■ INSTRUCTION: Extract every line from the entries below that contains the string "knit", and copy each of those lines in full.

--

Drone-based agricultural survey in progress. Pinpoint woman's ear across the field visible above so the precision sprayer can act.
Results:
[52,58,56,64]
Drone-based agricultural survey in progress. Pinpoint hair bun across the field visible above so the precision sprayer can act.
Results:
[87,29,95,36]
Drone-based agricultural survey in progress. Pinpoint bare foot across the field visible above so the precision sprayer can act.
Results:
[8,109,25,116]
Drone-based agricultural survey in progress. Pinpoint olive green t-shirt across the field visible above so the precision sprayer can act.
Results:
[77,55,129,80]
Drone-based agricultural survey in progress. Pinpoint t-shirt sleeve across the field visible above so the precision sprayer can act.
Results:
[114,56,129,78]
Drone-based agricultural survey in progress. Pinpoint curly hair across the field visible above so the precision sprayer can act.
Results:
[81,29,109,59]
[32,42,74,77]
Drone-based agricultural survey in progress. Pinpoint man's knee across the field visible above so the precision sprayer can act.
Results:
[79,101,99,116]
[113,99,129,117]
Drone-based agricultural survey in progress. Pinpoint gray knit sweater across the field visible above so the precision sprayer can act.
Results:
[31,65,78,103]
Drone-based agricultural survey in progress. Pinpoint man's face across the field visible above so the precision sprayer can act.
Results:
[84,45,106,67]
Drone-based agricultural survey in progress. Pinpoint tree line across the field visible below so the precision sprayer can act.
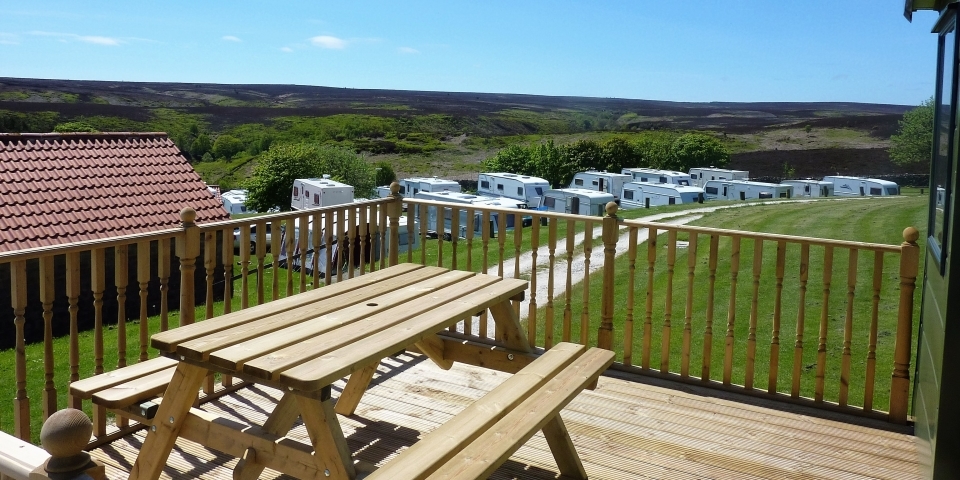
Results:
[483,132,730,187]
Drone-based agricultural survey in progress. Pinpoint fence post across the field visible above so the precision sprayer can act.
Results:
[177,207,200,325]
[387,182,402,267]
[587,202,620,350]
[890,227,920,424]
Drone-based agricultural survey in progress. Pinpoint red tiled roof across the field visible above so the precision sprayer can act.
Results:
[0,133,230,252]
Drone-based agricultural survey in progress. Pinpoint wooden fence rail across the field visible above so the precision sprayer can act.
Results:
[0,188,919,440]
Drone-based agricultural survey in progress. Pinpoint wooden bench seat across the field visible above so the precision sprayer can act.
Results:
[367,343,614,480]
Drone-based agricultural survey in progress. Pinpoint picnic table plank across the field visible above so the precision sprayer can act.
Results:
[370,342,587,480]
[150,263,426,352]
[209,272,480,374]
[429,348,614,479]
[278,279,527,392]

--

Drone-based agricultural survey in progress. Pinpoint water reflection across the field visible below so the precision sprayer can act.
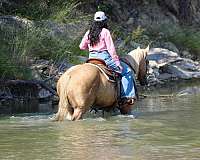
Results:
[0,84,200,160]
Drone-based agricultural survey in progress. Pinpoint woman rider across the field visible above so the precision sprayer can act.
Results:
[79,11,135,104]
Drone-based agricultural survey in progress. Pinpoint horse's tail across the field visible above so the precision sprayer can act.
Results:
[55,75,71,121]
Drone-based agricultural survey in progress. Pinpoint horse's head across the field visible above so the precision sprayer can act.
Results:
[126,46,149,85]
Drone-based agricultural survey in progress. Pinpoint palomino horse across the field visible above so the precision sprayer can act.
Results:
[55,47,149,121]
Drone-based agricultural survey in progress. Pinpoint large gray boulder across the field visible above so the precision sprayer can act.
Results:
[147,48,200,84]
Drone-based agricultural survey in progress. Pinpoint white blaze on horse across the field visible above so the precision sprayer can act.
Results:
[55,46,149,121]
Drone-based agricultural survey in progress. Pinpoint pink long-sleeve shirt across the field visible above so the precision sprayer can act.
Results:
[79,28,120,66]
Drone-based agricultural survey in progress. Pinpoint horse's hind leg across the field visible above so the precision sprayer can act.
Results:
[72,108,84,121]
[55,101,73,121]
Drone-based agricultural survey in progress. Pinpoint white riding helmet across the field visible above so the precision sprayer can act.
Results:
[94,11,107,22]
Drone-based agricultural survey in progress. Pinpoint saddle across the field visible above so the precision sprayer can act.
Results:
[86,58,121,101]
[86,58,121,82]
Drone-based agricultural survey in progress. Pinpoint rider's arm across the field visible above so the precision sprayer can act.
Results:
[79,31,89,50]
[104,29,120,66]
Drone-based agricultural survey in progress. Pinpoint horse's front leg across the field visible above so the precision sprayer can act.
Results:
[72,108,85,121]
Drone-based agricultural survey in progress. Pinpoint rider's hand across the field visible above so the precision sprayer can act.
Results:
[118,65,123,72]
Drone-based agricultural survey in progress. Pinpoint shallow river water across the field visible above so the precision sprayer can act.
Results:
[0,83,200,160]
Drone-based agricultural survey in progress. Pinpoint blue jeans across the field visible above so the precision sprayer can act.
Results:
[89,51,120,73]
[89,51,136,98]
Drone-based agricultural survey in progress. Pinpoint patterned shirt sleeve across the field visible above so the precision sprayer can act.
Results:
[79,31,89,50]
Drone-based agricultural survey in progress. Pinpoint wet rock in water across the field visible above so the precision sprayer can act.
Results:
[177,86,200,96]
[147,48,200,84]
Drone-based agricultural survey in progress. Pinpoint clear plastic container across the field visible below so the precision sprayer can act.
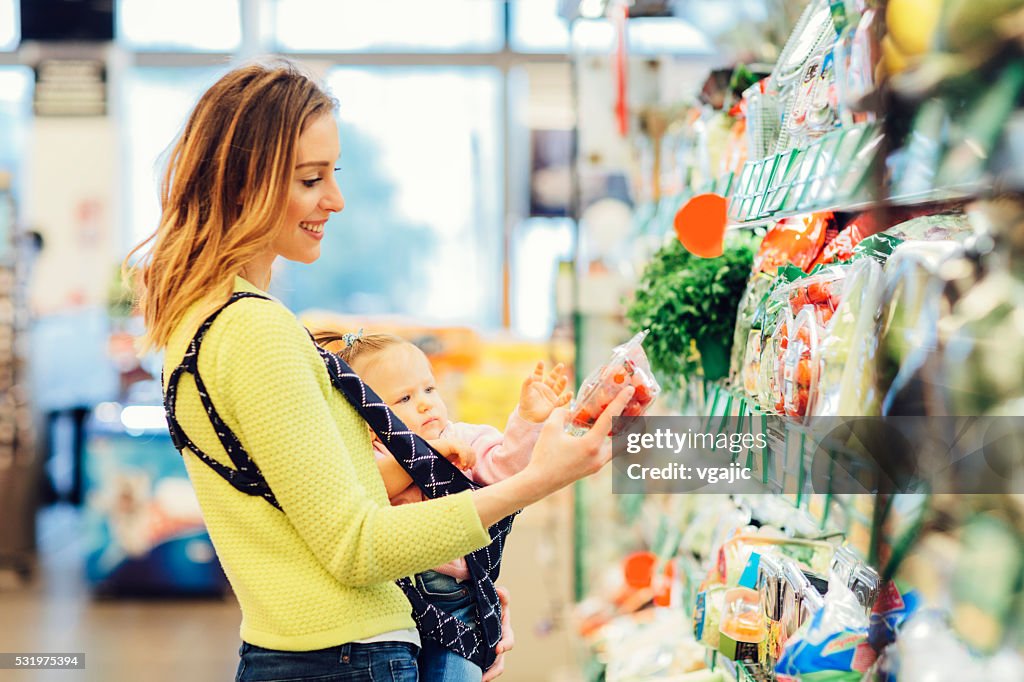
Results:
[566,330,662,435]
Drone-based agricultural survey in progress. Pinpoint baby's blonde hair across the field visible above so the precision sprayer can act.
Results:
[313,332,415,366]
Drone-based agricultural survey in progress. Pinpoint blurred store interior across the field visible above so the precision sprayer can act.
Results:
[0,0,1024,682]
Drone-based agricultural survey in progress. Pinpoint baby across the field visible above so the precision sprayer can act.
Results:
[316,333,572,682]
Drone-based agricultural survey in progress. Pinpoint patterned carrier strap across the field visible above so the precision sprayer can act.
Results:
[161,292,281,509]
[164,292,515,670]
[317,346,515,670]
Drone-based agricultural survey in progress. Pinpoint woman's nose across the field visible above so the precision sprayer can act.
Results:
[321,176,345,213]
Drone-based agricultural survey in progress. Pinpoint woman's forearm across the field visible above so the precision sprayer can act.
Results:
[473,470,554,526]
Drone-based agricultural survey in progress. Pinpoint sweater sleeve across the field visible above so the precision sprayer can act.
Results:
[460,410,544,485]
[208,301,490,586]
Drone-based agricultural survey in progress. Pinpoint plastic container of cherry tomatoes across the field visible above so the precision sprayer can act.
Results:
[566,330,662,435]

--

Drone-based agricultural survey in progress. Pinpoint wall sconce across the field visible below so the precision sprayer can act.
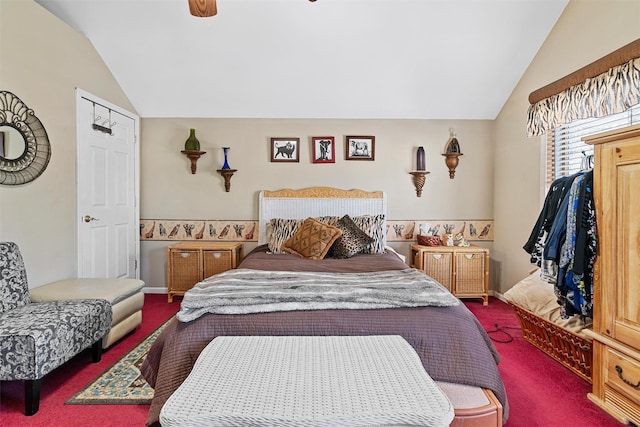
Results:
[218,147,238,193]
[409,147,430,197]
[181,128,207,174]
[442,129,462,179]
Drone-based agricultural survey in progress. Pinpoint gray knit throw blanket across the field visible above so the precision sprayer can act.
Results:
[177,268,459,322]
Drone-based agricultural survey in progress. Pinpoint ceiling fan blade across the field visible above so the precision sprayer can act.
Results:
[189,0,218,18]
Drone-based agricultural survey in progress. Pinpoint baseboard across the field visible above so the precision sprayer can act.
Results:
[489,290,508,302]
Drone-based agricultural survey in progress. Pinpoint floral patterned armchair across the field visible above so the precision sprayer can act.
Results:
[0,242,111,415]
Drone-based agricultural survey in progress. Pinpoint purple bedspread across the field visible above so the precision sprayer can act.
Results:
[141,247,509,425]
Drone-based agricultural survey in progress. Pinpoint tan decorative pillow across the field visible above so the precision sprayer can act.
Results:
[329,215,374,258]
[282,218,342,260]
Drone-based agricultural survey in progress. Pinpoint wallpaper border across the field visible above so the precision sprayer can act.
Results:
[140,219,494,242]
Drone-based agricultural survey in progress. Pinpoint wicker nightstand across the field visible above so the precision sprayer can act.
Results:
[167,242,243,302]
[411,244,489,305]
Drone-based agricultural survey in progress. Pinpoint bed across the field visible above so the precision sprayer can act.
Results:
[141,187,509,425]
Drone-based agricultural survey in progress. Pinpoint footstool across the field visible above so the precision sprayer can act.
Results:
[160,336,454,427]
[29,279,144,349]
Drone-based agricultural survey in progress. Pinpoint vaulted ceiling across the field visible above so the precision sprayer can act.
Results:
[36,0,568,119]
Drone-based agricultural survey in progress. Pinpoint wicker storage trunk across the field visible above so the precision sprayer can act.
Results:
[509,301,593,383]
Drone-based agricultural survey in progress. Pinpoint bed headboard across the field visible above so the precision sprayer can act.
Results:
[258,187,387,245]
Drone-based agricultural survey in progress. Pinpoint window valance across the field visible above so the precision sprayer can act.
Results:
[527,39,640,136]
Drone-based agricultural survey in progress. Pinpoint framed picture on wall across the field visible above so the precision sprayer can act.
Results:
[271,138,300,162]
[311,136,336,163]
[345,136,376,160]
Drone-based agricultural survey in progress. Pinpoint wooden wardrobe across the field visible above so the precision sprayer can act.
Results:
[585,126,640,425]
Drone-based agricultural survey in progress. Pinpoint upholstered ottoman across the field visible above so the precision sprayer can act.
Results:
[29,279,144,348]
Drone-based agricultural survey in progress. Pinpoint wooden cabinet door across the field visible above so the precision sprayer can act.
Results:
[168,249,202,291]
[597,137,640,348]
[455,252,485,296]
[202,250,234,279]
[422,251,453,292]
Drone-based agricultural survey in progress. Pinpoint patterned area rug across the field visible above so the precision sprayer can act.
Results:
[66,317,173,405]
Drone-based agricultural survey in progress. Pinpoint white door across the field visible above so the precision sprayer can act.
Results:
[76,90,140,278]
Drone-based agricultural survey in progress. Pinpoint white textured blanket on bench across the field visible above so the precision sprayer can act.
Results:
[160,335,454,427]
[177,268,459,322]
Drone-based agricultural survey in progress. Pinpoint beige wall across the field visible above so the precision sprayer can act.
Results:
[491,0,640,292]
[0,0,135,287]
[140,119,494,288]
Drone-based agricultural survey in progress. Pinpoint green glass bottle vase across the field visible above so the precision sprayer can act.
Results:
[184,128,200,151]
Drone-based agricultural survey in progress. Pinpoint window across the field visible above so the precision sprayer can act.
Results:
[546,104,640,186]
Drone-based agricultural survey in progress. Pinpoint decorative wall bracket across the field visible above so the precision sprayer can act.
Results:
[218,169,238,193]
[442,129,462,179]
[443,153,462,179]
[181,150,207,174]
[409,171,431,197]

--

■ SOLUTION FOR THIS PROBLEM:
Drone-based agricultural survey in progress. Pinpoint gray knit sweater across the field visible above so the precision sprayer can act.
Drone-based agricultural survey in progress. Pinpoint gray knit throw blanket across the field visible above so the precision sprayer can act.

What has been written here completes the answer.